**Énoncé 1:**
Condensez en trois ou quatre phrases le paragraphe du texte sur les anciennes juiveries qui commence par « Imaginez des animaux », sans perdre ses idées principales.
**Énoncé 2:**
Répondez aux questions suivantes à partir du texte sur les anciennes juiveries :
(a) Pendant combien de temps les animaux imaginés au début restent-ils enfermés ?
(b) Quels ancêtres lointains le texte nomme-t-il ?
(c) Que semblent devenir les particularités du type et du caractère juifs à mesure que tombent les clôtures ?
**Énoncé 3:**
Reprenez le texte sur les anciennes juiveries en poursuivant après sa dernière phrase.

**Page:**

Imaginez des animaux, des chevaux ou des chiens, enfermés pendant quatre ou cinq cents ans dans un parc clos, strictement isolés de tous leurs congénères, et astreints à une diète uniforme. C’est, à peu près ainsi qu’on a procédé avec les juifs. On a formé une race humaine, comme des éleveurs créent une race animale. Après cela, il est permis de dire que le juif est le produit du groupement obligatoire et des conditions économiques ou politiques, autant et plus que des conditions ethnographiques. Ce qui fait son originalité, au point de vue même de la race, c’est moins le sang oriental hérité de ses ancêtres lointains, les Beni-Israël, que le genre d’existence auquel ses pères ont été plies par les nôtres. Cela est si vrai que, à mesure que tombent les clôtures des anciennes juiveries, les particularités du type et du caractère juifs semblent aller s’effaçant ou s’atténuant.

**Lignes affichées:**
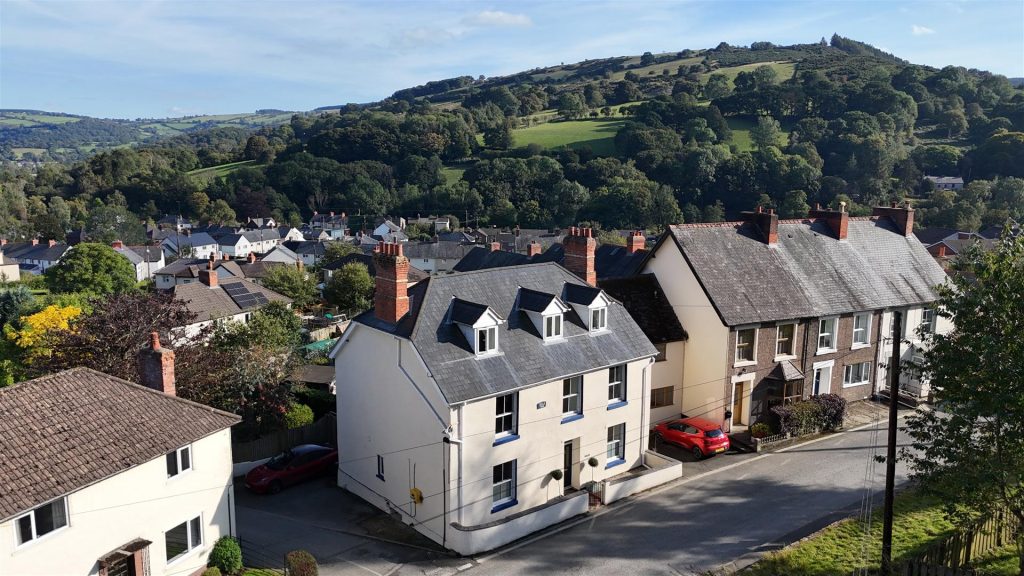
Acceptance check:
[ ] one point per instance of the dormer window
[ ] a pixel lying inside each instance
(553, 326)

---

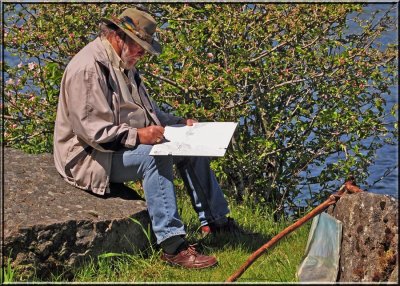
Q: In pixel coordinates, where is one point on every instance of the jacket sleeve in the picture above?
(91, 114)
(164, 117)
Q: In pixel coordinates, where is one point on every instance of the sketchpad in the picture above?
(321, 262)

---

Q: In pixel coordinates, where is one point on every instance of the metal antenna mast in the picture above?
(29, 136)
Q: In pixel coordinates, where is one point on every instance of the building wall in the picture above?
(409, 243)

**Résultat attendu 1:**
Le texte compare le sort des juifs à celui d'animaux enfermés pendant quatre ou cinq cents ans dans un parc clos, isolés de leurs congénères et soumis à une diète uniforme. Selon lui, le juif est le produit du groupement obligatoire et des conditions économiques ou politiques, autant et plus que des conditions ethnographiques. Son originalité tient moins au sang oriental hérité des Beni-Israël qu'au genre d'existence imposé à ses pères. À mesure que tombent les clôtures des anciennes juiveries, les particularités du type et du caractère juifs semblent s'effacer ou s'atténuer.

**Résultat attendu 2:**
(a) Pendant quatre ou cinq cents ans.
(b) Les Beni-Israël.
(c) Elles semblent s'effacer ou s'atténuer.

**Résultat attendu 3:**
V

Le juif est ainsi une création de notre moyen âge ; il est l’œuvre factice d’une législation hostile. Mais, si nous avons fait le juif, nous ne l’avons pas fait à nous seuls. Le ghetto d’Italie, la carrière de Provence, la judengasse d’Allemagne, le mellah du Maroc, la hara de Tripoli, n’ont été que le moule, la matrice où a été coulé le juif ; ils ne lui ont donné que sa forme extérieure. Outre les lois du dehors et les influences externes, le juif a aussi été formé par un agent interne dont l’action, plus continue, a peut-être été plus puissante encore. Cet agent, c’est sa loi, ses observances, en un mot sa religion. Comme l’a dit M. Renan, le juif est moins le produit d’une race que d’une tradition ; ou, comme dit M. J. Darmesteter, le juif est moins une œuvre de la chair qu’une œuvre de l’esprit. Il a été façonné, pour ne pas dire fabriqué, par ses livres et par ses rites. Il est sorti des mains de ses rabbins.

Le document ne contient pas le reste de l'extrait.